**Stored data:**
'''
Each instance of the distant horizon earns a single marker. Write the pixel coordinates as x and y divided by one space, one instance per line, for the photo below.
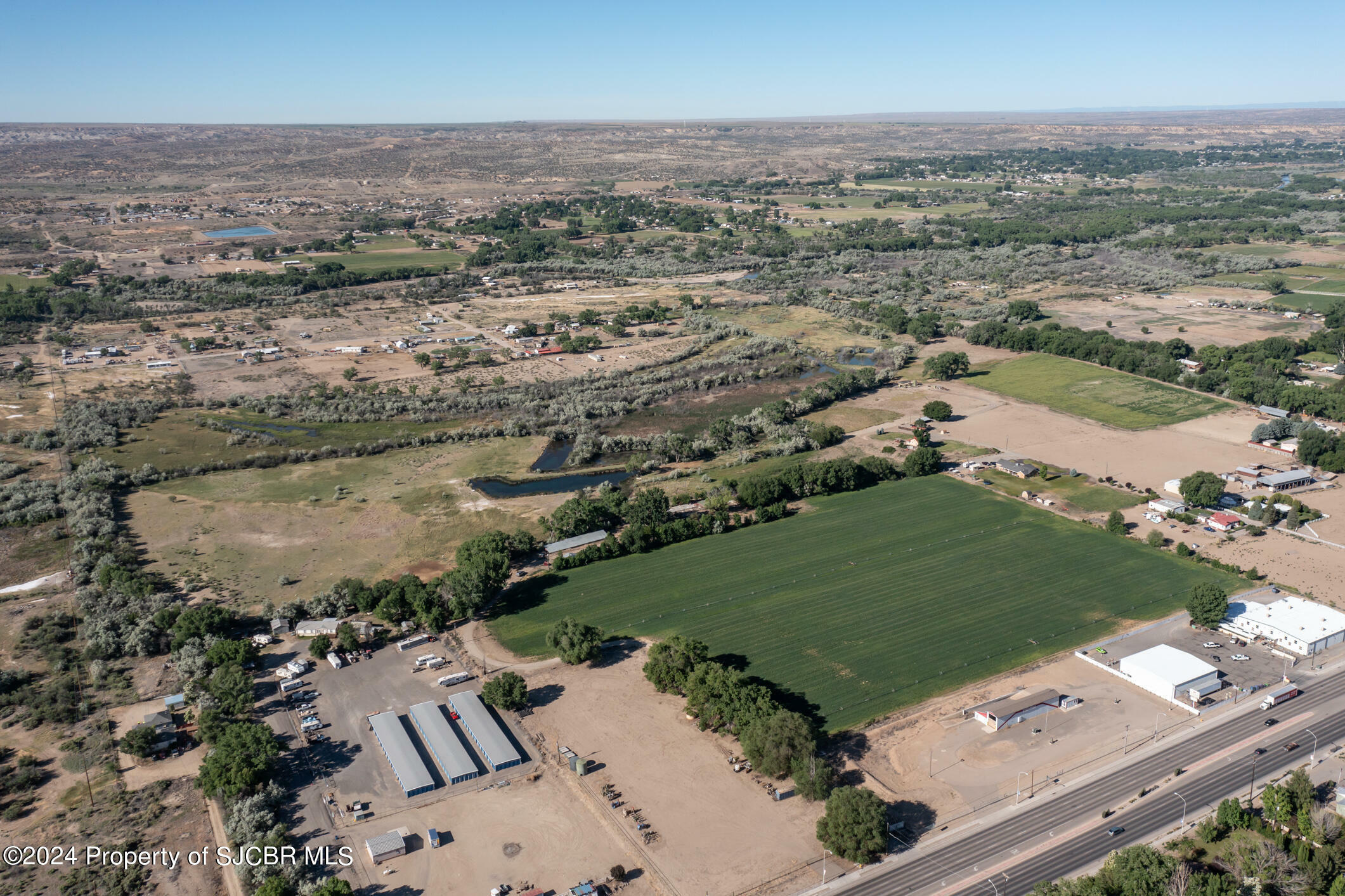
420 61
866 117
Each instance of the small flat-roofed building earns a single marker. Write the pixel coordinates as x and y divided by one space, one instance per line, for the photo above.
401 754
1172 674
1017 469
452 758
1294 623
385 847
1006 712
1286 481
314 627
1166 506
478 723
577 543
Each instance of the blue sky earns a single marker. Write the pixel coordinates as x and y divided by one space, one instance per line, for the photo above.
441 62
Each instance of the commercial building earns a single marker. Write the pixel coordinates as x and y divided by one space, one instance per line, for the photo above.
401 754
452 758
1286 481
576 543
1005 712
389 845
1297 625
478 723
1171 673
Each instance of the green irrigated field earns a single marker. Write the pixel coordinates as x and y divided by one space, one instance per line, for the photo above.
876 599
1107 396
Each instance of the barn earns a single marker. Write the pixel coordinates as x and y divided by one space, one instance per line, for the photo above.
1172 674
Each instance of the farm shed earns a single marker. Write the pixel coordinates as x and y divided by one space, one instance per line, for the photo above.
576 543
1006 712
1171 673
314 627
401 754
1017 469
1166 506
389 845
453 760
487 734
1286 481
1297 625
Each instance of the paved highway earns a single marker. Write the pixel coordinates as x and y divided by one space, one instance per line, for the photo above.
1063 831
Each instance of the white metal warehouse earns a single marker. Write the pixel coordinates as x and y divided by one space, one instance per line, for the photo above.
401 754
452 758
1303 626
478 723
1172 674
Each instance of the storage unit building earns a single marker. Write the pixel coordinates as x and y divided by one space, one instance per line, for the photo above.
478 723
1171 673
453 760
401 754
1297 625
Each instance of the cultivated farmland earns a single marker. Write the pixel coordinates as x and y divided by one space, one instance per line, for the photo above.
876 599
1107 396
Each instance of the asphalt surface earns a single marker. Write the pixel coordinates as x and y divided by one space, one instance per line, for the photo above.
1062 831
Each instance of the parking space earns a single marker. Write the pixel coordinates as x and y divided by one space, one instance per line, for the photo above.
348 759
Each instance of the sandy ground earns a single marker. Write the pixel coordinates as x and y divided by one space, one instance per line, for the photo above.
973 769
1165 314
530 833
718 832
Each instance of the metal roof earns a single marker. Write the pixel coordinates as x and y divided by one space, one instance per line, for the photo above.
1296 618
384 844
1280 479
443 743
1168 664
401 754
577 541
483 728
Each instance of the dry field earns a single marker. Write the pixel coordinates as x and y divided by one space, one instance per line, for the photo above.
240 532
1165 314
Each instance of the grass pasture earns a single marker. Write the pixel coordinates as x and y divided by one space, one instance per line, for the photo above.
373 261
176 440
1107 396
876 599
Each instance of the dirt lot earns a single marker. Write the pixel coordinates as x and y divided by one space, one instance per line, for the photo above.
1165 314
718 832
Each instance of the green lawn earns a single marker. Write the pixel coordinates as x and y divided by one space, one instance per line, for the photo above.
370 261
876 599
1107 396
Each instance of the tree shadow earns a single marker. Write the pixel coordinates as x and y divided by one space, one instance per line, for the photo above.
525 595
545 694
915 819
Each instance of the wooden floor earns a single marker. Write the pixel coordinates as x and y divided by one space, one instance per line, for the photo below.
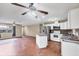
'''
**Stated problem:**
Extract each line from the records that contains the word "green".

**Task response:**
Each instance of the green irrigated field earns a single marker. Write the pixel coordinates as x and y divided by one space, one instance per line, for the photo above.
Each instance of the green lawn earns a single marker. Write the pixel coordinates as x and y divided by one space, one instance per line, for the photo above.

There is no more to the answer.